The problem:
Which lines in the listing below contain the string "coordinates", matching case exactly? Copy each of those lines in full.

— BEGIN Recorded information —

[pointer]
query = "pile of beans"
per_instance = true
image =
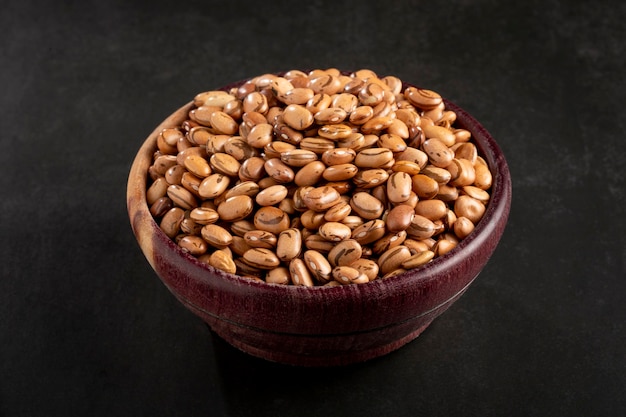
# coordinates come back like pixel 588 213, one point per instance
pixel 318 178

— END Recorded information —
— BEGIN Recorded information —

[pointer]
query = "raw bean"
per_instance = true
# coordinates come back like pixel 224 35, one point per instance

— END Recorded information —

Expected answer:
# coordinates come back like pixel 588 213, one point per instance
# coordinates come back like pixel 224 35, one point per instance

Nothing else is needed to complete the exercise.